» **TASK STATEMENT**
Within this material, state how many lines include the string "roof". Reply with the number only.

[[ SUPPLIED DATA, beginning ]]

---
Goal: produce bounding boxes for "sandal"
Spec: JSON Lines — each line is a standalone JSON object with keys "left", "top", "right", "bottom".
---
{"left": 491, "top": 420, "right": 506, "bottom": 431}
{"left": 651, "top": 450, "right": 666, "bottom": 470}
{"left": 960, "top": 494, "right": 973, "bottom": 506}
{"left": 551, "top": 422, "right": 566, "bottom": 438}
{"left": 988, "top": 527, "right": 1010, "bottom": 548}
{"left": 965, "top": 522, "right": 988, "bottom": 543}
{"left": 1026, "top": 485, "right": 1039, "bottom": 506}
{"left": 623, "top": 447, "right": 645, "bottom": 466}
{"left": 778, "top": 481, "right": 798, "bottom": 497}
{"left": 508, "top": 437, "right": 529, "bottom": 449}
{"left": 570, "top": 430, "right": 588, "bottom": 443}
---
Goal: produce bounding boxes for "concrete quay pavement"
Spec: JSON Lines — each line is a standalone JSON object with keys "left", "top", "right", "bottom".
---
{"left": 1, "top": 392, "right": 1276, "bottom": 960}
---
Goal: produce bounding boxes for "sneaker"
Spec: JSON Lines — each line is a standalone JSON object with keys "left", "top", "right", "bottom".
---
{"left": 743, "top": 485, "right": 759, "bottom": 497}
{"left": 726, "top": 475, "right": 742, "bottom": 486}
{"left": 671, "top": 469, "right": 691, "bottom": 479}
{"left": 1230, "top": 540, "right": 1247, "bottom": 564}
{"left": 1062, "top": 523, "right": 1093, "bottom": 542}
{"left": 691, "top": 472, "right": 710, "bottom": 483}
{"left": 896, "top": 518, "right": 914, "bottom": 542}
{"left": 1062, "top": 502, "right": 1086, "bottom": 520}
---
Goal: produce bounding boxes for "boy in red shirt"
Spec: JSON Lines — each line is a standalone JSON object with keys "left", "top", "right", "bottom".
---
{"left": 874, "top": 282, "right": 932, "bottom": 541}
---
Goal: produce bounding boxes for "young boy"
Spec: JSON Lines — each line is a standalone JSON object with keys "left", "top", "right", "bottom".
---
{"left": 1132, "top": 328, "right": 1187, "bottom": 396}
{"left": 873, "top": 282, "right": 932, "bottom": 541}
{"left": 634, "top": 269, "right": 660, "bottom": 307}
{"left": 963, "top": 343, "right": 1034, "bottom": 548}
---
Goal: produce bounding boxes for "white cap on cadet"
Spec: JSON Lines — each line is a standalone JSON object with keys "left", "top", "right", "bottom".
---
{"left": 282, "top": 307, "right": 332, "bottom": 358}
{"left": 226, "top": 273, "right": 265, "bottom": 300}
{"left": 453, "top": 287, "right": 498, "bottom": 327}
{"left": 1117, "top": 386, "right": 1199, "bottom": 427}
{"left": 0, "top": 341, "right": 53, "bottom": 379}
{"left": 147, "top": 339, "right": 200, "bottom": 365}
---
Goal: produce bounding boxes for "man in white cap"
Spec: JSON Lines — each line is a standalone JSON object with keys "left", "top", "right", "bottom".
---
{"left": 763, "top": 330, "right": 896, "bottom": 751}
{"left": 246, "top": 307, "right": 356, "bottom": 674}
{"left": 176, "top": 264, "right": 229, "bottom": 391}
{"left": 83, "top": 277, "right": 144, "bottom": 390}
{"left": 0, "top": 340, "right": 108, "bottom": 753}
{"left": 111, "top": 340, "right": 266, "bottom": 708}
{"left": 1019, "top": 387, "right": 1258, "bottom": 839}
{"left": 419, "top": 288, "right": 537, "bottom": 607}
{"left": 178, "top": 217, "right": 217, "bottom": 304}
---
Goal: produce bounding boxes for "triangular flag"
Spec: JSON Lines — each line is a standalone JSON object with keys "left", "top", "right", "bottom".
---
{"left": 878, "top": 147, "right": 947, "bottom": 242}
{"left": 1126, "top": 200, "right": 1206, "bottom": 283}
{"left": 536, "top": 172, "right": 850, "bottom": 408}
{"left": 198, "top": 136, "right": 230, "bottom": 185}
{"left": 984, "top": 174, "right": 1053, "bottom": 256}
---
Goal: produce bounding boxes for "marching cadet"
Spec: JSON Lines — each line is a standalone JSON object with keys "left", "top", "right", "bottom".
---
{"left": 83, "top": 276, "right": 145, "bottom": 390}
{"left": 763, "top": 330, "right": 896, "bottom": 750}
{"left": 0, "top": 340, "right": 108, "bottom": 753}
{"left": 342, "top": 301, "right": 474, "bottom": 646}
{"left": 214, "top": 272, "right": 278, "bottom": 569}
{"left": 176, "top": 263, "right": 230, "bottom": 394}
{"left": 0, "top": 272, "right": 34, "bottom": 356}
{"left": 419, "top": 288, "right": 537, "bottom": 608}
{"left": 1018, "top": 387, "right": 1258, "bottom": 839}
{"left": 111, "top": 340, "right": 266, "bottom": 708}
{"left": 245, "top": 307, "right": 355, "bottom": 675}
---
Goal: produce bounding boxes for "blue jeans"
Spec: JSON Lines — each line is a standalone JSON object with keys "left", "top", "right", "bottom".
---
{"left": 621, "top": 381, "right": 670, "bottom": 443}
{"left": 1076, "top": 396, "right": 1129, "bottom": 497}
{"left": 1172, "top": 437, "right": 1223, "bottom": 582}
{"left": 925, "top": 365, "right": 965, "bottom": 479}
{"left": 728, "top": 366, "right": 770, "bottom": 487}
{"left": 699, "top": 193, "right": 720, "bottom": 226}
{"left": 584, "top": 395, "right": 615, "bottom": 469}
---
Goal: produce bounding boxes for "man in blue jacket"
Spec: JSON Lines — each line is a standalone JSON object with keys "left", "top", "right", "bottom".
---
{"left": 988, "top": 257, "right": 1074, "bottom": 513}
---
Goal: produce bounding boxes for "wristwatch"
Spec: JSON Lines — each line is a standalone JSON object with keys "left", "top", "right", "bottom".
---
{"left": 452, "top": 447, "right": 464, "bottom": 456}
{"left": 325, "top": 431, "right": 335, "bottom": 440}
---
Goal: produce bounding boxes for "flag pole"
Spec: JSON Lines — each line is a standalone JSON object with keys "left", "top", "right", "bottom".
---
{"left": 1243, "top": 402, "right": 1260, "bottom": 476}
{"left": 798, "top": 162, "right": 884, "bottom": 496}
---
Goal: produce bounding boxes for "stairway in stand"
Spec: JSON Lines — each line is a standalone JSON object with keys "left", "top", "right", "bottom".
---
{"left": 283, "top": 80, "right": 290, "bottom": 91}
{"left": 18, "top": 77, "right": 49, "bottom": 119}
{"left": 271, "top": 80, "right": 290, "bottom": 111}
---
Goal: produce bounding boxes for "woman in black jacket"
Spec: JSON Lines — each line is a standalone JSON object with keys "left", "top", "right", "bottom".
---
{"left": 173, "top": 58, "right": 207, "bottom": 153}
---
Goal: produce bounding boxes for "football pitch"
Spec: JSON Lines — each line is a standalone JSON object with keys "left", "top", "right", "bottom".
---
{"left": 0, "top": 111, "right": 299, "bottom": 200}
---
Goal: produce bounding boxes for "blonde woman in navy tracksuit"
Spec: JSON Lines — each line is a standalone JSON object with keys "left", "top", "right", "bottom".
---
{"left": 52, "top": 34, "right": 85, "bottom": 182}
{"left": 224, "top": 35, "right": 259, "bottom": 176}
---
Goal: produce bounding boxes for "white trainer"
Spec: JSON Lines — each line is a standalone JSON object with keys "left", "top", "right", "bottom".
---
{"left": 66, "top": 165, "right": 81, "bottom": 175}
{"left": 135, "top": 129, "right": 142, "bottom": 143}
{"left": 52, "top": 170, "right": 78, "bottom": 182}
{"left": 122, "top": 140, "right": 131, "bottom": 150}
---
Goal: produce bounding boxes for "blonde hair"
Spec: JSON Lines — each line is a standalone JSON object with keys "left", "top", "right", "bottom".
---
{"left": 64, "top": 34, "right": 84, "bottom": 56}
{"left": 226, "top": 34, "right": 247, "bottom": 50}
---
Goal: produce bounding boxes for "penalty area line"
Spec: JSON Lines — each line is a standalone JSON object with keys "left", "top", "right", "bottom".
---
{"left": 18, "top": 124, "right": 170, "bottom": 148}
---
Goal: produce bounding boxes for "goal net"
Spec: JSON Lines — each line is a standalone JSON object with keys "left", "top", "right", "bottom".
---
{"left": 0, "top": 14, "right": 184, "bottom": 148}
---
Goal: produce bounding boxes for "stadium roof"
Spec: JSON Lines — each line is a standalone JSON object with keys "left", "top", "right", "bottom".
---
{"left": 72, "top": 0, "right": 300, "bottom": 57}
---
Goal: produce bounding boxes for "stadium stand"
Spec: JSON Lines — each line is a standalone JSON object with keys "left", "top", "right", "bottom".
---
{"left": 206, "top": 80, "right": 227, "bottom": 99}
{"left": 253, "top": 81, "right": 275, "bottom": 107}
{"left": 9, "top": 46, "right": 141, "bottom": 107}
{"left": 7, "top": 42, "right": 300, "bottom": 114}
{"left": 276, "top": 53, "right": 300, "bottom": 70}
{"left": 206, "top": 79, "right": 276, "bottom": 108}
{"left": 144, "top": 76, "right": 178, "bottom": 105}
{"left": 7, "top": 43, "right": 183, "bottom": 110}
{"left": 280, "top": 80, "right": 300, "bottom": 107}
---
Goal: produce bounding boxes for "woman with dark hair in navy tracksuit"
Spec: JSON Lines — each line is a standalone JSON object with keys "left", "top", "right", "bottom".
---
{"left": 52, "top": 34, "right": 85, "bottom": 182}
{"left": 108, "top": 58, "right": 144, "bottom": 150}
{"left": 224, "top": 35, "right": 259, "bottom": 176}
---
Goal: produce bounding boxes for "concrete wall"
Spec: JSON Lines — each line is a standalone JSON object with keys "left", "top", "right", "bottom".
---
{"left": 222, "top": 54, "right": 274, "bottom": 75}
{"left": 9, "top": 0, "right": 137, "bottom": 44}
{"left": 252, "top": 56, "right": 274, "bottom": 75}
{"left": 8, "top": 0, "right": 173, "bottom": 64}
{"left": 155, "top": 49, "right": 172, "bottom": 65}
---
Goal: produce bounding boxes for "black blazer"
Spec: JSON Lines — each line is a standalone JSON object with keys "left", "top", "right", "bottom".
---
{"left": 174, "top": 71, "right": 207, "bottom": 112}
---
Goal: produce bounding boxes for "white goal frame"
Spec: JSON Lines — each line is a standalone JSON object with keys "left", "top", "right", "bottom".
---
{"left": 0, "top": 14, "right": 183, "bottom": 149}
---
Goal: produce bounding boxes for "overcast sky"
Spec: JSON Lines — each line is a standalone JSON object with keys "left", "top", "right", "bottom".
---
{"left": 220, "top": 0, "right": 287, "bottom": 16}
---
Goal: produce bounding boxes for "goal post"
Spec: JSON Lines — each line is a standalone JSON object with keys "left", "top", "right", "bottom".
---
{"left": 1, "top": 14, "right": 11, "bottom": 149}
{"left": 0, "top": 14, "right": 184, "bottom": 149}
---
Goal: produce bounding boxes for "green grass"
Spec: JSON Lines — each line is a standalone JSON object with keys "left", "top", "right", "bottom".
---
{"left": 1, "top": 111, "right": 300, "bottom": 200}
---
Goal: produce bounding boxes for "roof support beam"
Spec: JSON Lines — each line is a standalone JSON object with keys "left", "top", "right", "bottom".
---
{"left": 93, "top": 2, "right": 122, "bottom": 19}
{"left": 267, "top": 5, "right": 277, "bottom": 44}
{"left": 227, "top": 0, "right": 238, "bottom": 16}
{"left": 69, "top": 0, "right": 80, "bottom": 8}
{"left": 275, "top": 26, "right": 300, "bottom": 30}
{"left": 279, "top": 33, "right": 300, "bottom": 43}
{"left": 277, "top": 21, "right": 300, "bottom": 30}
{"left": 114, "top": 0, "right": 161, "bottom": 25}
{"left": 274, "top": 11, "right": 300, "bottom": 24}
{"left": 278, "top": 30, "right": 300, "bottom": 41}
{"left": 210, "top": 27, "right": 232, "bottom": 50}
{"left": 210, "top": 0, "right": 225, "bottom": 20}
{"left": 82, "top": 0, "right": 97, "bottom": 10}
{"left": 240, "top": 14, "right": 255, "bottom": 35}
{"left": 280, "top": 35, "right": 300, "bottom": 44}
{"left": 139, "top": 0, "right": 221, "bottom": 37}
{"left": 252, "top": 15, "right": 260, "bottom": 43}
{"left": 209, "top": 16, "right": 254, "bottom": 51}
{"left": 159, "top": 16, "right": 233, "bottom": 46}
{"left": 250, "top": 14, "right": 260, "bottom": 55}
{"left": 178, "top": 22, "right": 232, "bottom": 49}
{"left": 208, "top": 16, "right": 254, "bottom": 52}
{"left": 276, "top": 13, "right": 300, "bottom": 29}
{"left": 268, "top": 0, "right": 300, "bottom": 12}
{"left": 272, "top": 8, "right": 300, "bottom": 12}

[[ SUPPLIED DATA, end ]]
[[ SUPPLIED DATA, beginning ]]

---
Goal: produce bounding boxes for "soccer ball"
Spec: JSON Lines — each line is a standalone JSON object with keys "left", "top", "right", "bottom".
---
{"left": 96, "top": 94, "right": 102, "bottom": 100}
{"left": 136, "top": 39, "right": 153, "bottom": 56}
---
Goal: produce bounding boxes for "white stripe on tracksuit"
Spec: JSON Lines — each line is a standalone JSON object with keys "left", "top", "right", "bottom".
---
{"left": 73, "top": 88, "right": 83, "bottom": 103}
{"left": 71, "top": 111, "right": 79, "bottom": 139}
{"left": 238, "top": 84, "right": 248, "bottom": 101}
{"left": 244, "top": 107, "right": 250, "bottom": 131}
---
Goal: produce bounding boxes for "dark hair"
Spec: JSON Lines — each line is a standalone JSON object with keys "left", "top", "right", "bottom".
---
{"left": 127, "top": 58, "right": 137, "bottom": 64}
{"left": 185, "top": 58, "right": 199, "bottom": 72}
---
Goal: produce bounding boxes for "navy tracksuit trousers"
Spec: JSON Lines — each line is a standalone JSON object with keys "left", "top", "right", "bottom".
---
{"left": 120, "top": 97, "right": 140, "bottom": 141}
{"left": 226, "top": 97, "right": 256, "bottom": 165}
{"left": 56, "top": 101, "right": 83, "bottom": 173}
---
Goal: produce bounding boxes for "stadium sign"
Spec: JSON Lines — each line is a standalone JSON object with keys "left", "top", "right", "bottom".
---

[[ SUPPLIED DATA, end ]]
[[ SUPPLIED DATA, beginning ]]

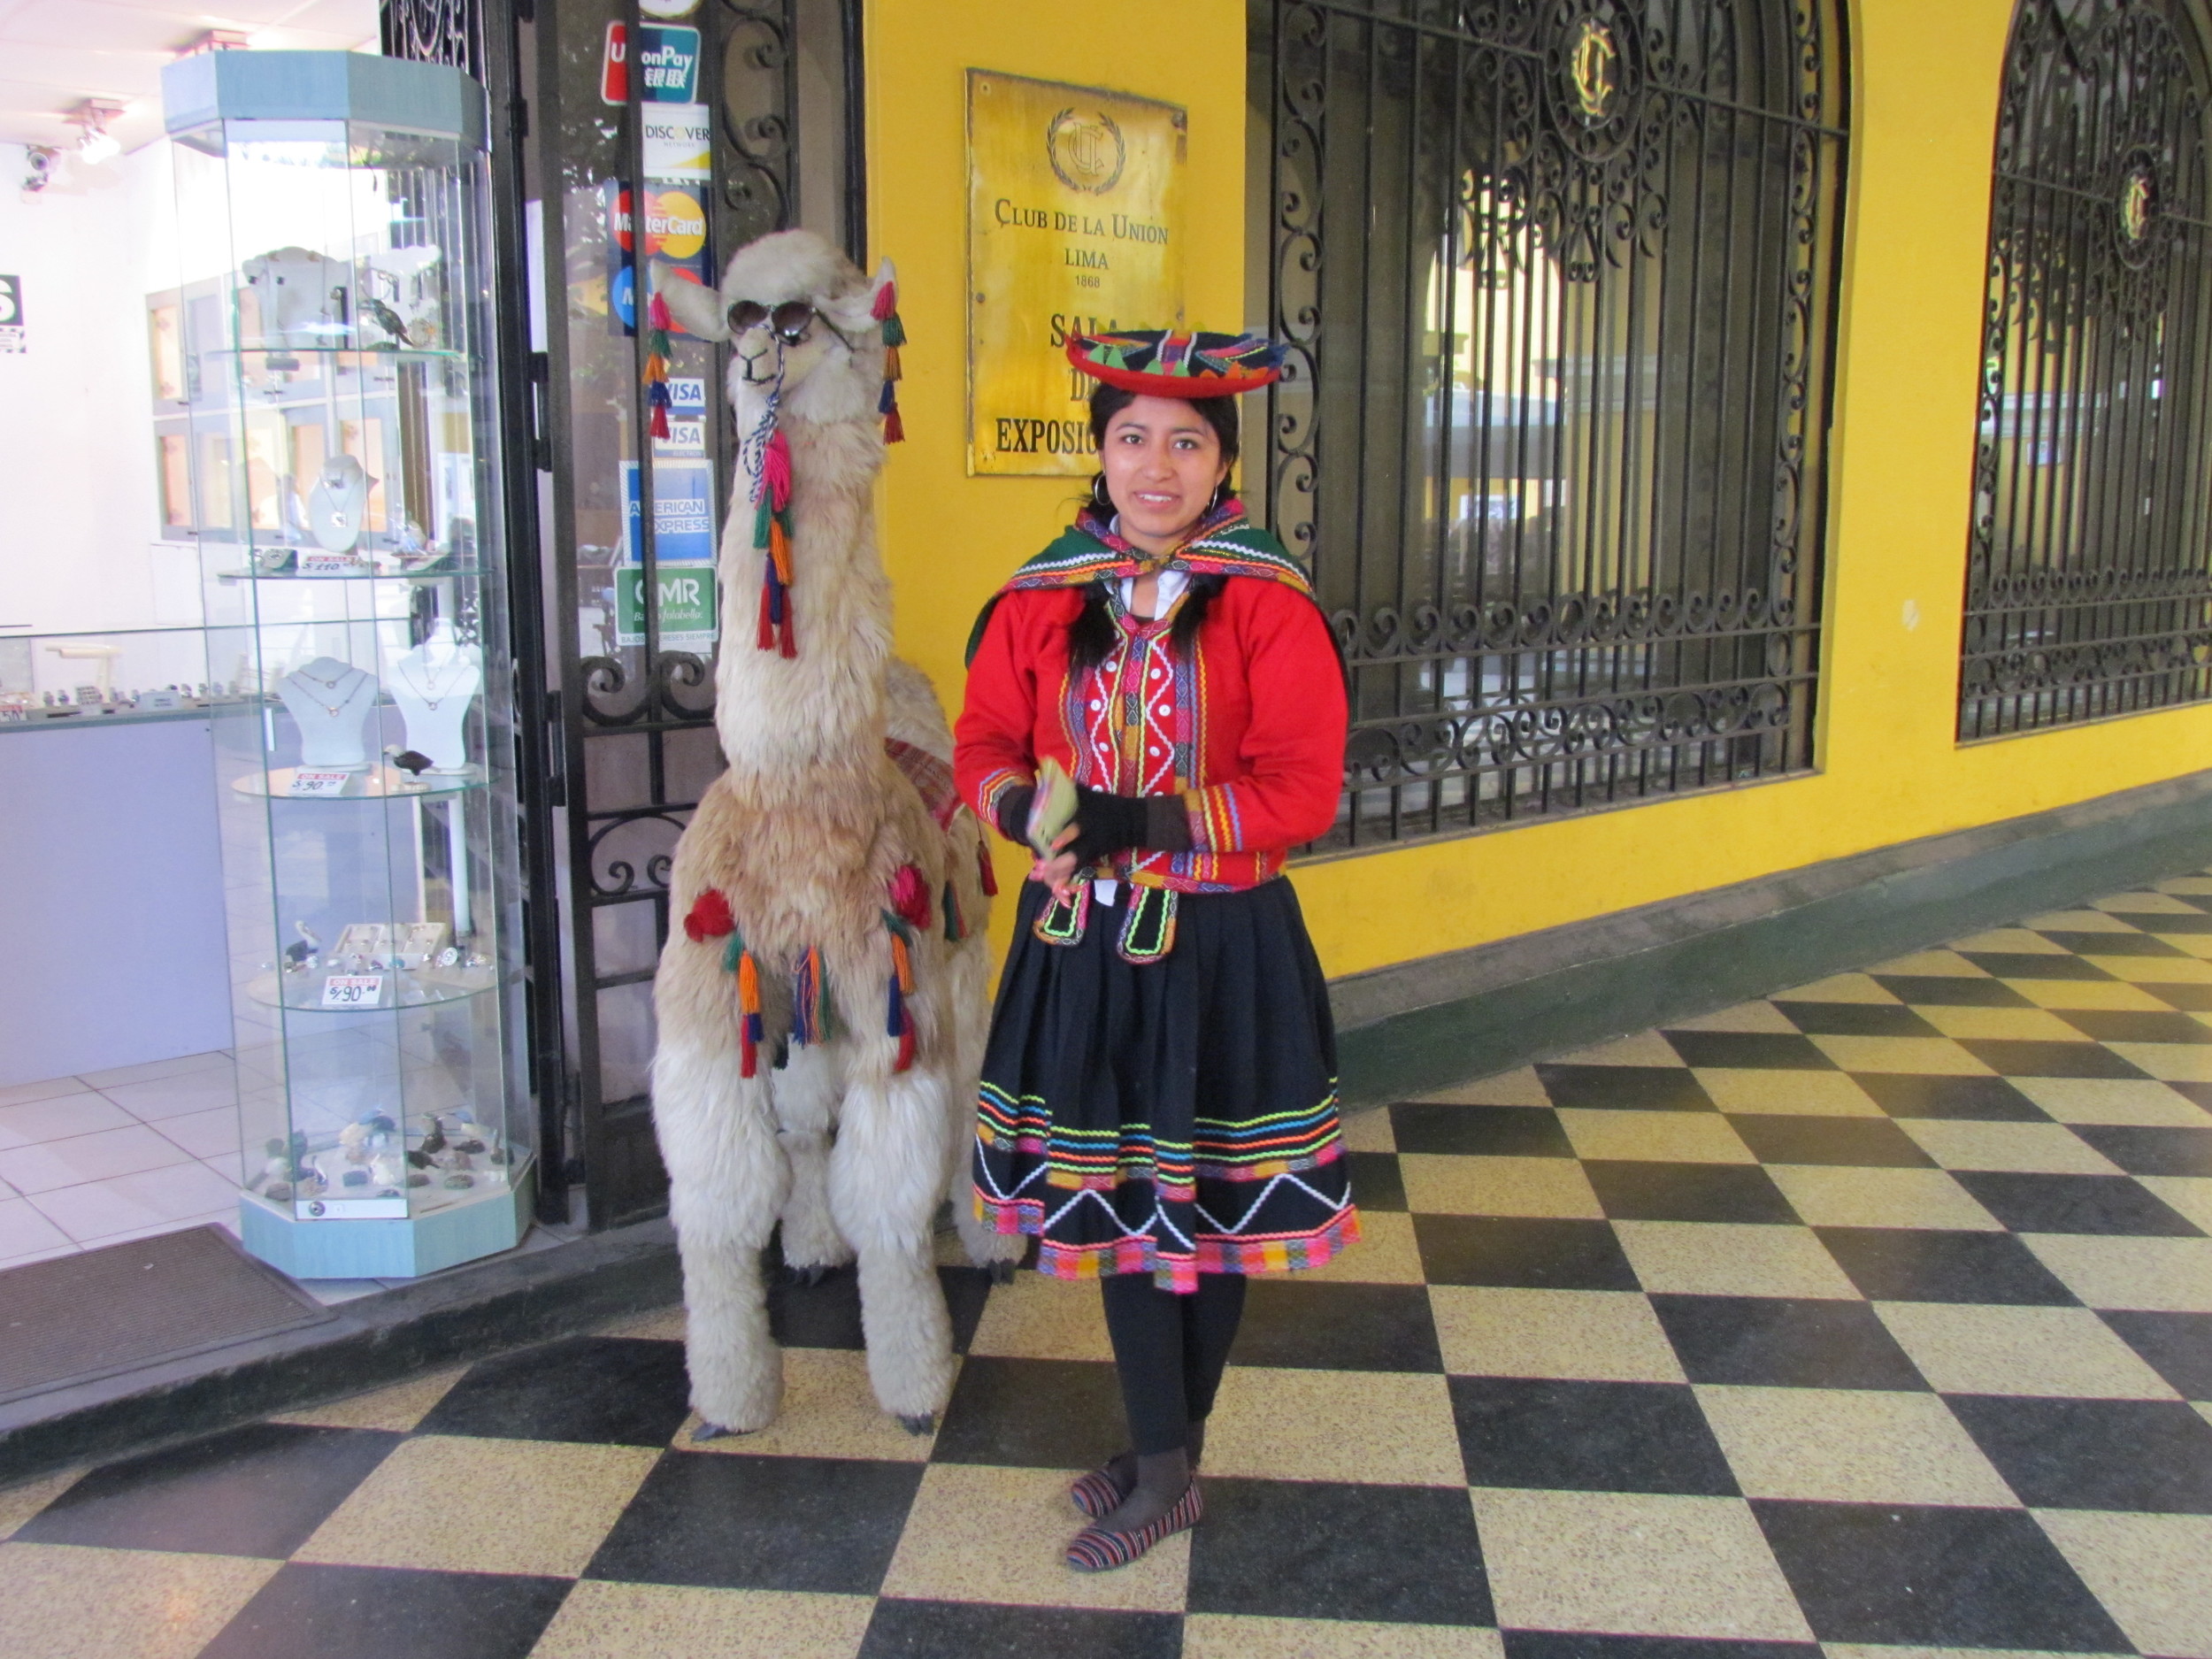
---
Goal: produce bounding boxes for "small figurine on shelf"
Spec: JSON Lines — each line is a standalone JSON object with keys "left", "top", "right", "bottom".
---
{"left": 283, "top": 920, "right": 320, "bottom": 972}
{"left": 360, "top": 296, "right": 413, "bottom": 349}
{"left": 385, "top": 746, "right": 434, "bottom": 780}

[[ SUPPLIED DATA, end ]]

» **THE COMPLETED TASK**
2